◆ LESETEXT:
In Bayern stehen Flüchtlinge und ihre Unterstützer vor besonderen Herausforderungen. In der Corona-Krise gelten strenge Ausgangs- und Kontaktbeschränkungen, um die Zahl der Neuinfektionen zu reduzieren. Vor allem in den Asylunterkünften macht sich das stark bemerkbar. Denn egal, ob es die hauptamtliche Asylsozialberatung oder die vielen ehrenamtlichen Helfer sind: Fast überall mussten sich die Unterstützer aus Sicherheitsgründen vorübergehend aus den Unterkünften zurückziehen.

◆ ZIEL DER ÜBUNG:
Bitte gib den Lesetext über Flüchtlinge in Bayern vollständig und wortgetreu wieder.

(Aus einer Sammlung entnommene Daten)
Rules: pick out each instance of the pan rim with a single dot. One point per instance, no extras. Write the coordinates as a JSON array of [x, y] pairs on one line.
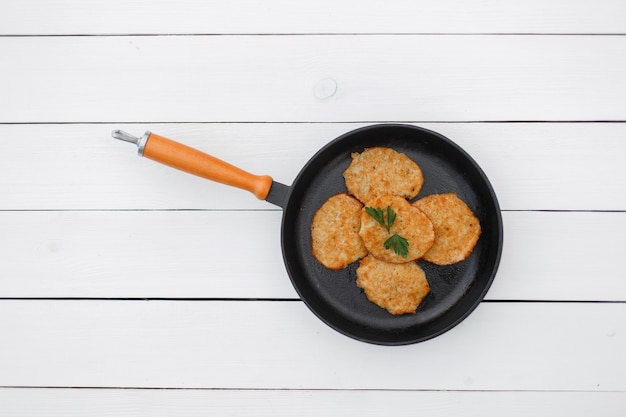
[[342, 324]]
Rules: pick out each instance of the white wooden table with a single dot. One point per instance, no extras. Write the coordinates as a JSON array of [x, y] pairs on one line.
[[122, 286]]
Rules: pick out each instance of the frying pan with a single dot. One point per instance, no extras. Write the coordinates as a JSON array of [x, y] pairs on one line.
[[333, 296]]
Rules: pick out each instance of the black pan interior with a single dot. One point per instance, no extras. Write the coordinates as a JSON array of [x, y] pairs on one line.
[[333, 295]]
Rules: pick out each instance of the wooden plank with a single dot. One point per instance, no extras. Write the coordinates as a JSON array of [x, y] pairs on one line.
[[26, 402], [286, 78], [322, 16], [532, 166], [268, 345], [198, 254]]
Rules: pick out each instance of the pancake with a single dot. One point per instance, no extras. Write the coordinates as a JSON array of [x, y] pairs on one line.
[[457, 229], [382, 171], [410, 223], [335, 232], [398, 288]]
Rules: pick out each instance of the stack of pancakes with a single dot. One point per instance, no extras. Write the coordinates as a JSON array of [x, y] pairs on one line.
[[439, 228]]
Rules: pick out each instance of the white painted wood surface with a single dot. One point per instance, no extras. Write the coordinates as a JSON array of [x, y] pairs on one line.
[[117, 295]]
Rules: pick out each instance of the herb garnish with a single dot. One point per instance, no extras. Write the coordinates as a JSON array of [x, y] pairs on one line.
[[386, 218]]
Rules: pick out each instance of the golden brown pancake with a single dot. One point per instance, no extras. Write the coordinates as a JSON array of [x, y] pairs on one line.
[[382, 171], [335, 232], [398, 288], [410, 223], [457, 229]]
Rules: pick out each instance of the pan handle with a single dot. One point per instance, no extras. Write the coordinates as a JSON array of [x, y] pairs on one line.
[[193, 161]]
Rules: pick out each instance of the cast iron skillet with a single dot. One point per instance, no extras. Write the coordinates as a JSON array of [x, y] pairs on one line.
[[333, 295]]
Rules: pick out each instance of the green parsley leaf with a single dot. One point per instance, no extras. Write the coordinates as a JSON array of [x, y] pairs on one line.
[[399, 244], [379, 215]]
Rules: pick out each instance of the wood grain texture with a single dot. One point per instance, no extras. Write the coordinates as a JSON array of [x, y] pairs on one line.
[[281, 345], [236, 254], [274, 78], [242, 403], [532, 166], [63, 17]]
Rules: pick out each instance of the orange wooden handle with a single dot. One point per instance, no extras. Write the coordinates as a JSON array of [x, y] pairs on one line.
[[193, 161]]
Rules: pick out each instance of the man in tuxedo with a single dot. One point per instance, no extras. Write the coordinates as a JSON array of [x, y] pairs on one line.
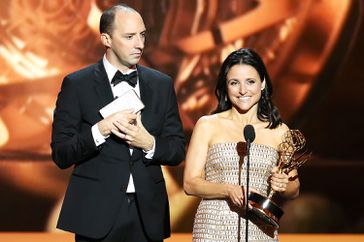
[[117, 191]]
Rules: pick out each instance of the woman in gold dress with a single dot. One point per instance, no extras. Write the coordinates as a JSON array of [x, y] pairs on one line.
[[214, 160]]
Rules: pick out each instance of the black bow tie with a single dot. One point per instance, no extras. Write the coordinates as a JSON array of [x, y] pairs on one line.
[[129, 78]]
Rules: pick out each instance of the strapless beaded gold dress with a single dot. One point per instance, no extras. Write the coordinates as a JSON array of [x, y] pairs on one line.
[[217, 219]]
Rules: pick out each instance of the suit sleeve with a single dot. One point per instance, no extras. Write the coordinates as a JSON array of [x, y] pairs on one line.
[[170, 144], [72, 140]]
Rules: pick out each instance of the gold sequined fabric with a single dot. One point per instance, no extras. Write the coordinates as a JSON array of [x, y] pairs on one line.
[[218, 219]]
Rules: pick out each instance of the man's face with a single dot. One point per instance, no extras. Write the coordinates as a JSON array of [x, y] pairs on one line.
[[127, 40]]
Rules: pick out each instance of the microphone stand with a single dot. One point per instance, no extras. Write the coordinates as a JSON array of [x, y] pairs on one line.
[[248, 142], [249, 136]]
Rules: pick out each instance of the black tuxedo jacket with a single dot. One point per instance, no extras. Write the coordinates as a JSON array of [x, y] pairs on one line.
[[100, 177]]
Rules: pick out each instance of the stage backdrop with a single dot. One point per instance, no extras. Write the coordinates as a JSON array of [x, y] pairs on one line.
[[313, 51]]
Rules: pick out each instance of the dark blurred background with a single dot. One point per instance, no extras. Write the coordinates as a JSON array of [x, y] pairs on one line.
[[313, 51]]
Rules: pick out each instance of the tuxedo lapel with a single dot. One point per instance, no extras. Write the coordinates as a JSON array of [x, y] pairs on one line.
[[146, 94], [102, 86]]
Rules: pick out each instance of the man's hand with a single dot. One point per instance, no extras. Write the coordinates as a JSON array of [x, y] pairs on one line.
[[131, 129], [107, 124]]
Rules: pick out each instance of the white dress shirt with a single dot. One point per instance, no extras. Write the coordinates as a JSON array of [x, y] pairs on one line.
[[118, 90]]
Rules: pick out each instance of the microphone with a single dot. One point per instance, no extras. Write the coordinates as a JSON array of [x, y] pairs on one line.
[[249, 136], [249, 133]]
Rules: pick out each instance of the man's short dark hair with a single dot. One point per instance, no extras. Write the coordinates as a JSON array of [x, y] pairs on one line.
[[108, 16]]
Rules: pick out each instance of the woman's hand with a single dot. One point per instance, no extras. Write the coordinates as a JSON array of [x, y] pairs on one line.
[[279, 181], [236, 194]]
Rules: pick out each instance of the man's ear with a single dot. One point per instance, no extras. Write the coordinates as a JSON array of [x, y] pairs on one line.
[[106, 39]]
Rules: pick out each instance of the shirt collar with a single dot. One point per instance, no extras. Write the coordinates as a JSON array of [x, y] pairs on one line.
[[111, 70]]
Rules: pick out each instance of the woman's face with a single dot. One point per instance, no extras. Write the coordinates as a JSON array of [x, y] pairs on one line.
[[244, 86]]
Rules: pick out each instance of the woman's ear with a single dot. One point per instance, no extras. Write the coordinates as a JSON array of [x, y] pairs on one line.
[[263, 85]]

◆ ANTWORT:
In Bayern stehen Flüchtlinge und ihre Unterstützer vor besonderen Herausforderungen. In der Corona-Krise gelten strenge Ausgangs- und Kontaktbeschränkungen, um die Zahl der Neuinfektionen zu reduzieren. Vor allem in den Asylunterkünften macht sich das stark bemerkbar. Denn egal, ob es die hauptamtliche Asylsozialberatung oder die vielen ehrenamtlichen Helfer sind: Fast überall mussten sich die Unterstützer aus Sicherheitsgründen vorübergehend aus den Unterkünften zurückziehen.